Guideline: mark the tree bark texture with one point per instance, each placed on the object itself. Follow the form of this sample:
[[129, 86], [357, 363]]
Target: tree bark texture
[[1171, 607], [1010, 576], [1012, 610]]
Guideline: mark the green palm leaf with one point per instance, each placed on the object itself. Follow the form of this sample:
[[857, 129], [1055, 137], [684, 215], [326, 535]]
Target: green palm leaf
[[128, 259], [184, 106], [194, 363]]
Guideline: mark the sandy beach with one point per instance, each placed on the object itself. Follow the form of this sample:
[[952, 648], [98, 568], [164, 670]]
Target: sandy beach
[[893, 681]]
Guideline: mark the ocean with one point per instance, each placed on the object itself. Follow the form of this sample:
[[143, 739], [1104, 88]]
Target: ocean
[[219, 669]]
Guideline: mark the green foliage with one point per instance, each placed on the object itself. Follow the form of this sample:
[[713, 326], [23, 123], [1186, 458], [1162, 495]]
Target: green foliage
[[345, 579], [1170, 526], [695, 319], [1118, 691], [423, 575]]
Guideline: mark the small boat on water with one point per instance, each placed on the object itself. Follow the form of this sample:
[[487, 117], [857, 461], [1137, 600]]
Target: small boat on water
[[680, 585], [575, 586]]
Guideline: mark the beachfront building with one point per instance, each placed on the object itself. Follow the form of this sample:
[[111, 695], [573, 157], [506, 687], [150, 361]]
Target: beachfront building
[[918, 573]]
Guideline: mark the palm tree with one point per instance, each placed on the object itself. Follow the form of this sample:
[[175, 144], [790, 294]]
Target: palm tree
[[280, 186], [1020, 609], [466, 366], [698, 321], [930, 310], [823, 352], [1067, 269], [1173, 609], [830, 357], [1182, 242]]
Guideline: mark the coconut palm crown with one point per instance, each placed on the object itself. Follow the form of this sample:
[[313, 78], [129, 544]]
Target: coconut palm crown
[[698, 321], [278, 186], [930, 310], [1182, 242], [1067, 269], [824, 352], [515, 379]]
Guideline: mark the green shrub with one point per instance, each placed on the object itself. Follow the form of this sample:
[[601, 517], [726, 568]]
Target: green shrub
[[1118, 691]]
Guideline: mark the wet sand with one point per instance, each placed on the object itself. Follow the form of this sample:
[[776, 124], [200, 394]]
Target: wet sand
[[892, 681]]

▸ Task description
The required output is the full set of entries, reproduced verbatim.

▸ Solution below
Guideline: mark the tree bark texture with one point per instance, each placed on the object itself. Follow the form of this sample:
[[129, 86], [357, 363]]
Target: tree bark texture
[[1171, 607], [1010, 576], [1012, 610]]
Guideline: mark the green palm leaf with one point per instance, each placed on the object itself. Follow the form of this sample:
[[857, 129], [1055, 137], [684, 215], [326, 535]]
Target: green palm leaf
[[128, 259], [184, 106], [194, 363]]
Guideline: mark the sandy beach with one point per instance, each placed on the object itself. Follow the form of this sample:
[[952, 648], [98, 568], [164, 670]]
Target: sandy beach
[[893, 681]]
Guideline: mark the ocean with one point per instance, each placed on the object itself. Follow the form of this sample:
[[143, 739], [1104, 88]]
Target: ocean
[[219, 669]]
Guideline: mark the green foliage with one point per instance, each placed on the object itself. Follow the form of this sample:
[[713, 326], [23, 123], [1186, 458], [1162, 495]]
Target: green foliage
[[345, 579], [1170, 526], [695, 319], [1118, 691], [423, 575]]
Guideline: mark the small boat on water with one point per instance, each placed on the object itself. Follow the form of this sample:
[[487, 117], [857, 461], [1137, 600]]
Target: small boat on water
[[680, 585], [575, 586]]
Guideline: mark the beachfront building with one point per instance, each placed on the object itself. Follow the form of this sample:
[[111, 695], [573, 157], [506, 687], [150, 361]]
Target: beachfront building
[[918, 573]]
Guideline: mark the palm tree with one point per instance, each placed on the object itself. Follow the form of this sample:
[[175, 144], [790, 294]]
Target: palm tree
[[280, 186], [1020, 609], [466, 366], [698, 321], [930, 310], [823, 352], [1067, 269], [1173, 609], [830, 357], [1182, 242]]
Guideline: mark the coconut palm crown with one point per instance, each placed on the object itself. Follow the form of this sample:
[[313, 78], [129, 544]]
Target: coconut palm crown
[[698, 321], [278, 186], [930, 310], [1182, 242], [1067, 269], [824, 352], [515, 379]]
Guideline: mark the green shrub with one point per instance, each placed on the object itself. Follow the form of this sample:
[[601, 517], [726, 568]]
Target: green shrub
[[1118, 691]]
Guideline: mark the wet sand with one point per instance, each placed on the object itself. Follow the form of this sample:
[[776, 124], [200, 394]]
Target: wet sand
[[892, 681]]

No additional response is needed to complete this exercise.